→ ARTICLE
%%

Celestine underestimated his opponent and got a loss because of it. It was a close and competitive bout, but it was one that Litzau won. One judge had it for Caballero.
Punch stats: Caballero 197/466; Litzau 130/514.
Official Decision: 97-93 Litzau, 96-94 Caballero and 96-94 Litzau
My scorecard: 97-93 Litzau
No. 31: Nate Campbell MD12 Ali Funeka (Feb. 14, 2009)
“The Galaxy Warrior” Nate Campbell took on one of the best up-and-comers in the division in Ali Funeka, a lanky, tall orthodox boxer who had just knocked out Zahir Raheem.
Campbell started off well and knocked Funeka down in the second round to earn a 10-8 round. He also dropped him again in the eleventh round.
The question was, who did the middle rounds go to? Funeka had done very well in every round except the ones he was knocked down in, so it was more than enough to earn him a victory, but it wasn’t. Campbell won a split-decision, giving Funeka his first defeat.

%%

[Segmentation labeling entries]
%%

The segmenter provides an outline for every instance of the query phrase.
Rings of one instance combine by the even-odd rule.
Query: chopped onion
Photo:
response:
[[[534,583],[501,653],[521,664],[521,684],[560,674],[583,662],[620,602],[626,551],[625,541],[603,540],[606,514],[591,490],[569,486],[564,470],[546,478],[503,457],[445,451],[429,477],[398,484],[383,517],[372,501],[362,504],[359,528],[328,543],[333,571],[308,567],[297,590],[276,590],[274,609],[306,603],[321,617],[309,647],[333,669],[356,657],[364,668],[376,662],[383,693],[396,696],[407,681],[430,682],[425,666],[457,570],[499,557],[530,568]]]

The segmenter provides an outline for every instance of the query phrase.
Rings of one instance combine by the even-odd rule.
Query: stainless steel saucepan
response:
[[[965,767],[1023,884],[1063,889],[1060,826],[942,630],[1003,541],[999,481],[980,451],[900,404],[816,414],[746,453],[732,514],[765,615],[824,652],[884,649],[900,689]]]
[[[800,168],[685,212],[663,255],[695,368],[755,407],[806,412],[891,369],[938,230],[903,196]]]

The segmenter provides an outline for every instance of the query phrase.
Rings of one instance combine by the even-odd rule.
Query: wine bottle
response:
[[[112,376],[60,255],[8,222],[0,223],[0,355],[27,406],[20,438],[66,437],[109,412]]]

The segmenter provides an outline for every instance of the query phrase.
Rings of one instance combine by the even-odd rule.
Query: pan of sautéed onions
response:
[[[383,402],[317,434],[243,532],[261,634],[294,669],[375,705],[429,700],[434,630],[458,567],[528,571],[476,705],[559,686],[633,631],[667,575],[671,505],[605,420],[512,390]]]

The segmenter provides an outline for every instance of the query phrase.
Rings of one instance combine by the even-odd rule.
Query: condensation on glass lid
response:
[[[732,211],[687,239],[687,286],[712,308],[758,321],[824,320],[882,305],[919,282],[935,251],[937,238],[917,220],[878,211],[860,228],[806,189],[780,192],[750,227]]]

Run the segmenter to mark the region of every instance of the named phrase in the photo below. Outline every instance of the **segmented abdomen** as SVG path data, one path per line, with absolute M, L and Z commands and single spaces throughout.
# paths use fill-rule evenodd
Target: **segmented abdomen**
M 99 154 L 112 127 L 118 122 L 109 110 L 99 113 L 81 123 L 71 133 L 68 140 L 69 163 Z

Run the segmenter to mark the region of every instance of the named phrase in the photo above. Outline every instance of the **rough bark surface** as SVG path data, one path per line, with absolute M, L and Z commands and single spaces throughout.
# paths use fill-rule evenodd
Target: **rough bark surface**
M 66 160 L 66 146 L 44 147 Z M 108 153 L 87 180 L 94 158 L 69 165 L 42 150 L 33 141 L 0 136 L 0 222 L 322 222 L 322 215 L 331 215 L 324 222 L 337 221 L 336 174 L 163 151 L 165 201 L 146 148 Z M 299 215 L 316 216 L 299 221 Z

%%

→ THINGS TO DO
**A.** Reproduce the stretch of the boxing recap from "Celestine underestimated his" through "the eleventh round.".
**B.** Write the next part of the boxing recap, picking up after its final sentence.

→ RESULTS OF THE EXERCISE
**A.**
Celestine underestimated his opponent and got a loss because of it. It was a close and competitive bout, but it was one that Litzau won. One judge had it for Caballero.
Punch stats: Caballero 197/466; Litzau 130/514.
Official Decision: 97-93 Litzau, 96-94 Caballero and 96-94 Litzau
My scorecard: 97-93 Litzau
No. 31: Nate Campbell MD12 Ali Funeka (Feb. 14, 2009)
“The Galaxy Warrior” Nate Campbell took on one of the best up-and-comers in the division in Ali Funeka, a lanky, tall orthodox boxer who had just knocked out Zahir Raheem.
Campbell started off well and knocked Funeka down in the second round to earn a 10-8 round. He also dropped him again in the eleventh round.

**B.**
Punch Stats: Campbell 250/636; Funeka 227/938
Official Decision: 114-112 Campbell, 113-113 and 115-111 Campbell
My scorecard: 114-113 Funeka
No. 30: Larry Holmes SD10 Maurice Harris (July 29, 1997)
Even at 47, Larry Holmes was still taking on the young guns of the division. He wasn’t doing it to prove he could. He was doing it for the money.
He took on Maurice Harris in this bout and won a split-decision over 10 rounds. More important than the win, he earned $225,000.
Harris still competes and is scheduled to fight former heavyweight contender Tony Thompson later this month.
Official Decision: 96-95 Holmes, 96-94 Harris and 96-94 Holmes
My scorecard: 97-94 Harris
No. 29: David Tua SD10 Cisse Salif (Oct. 21, 2005)
If you want to see what it’s like for a fighter to have a sparring partner mentality, watch this fight.
Cisse Salif tried to outbox David Tua, and it seemed he didn’t know what it was like to actually commit to a shot. Every shot he threw looked like he was just using it to keep Tua busy defending while not actually putting his power into the shot.
Both boxers fought in a phone-booth type of fight, and it made some of the rounds tough to score.
The bout surprisingly went to a decision even though Salif was way overmatched against the stronger “Tuaman.”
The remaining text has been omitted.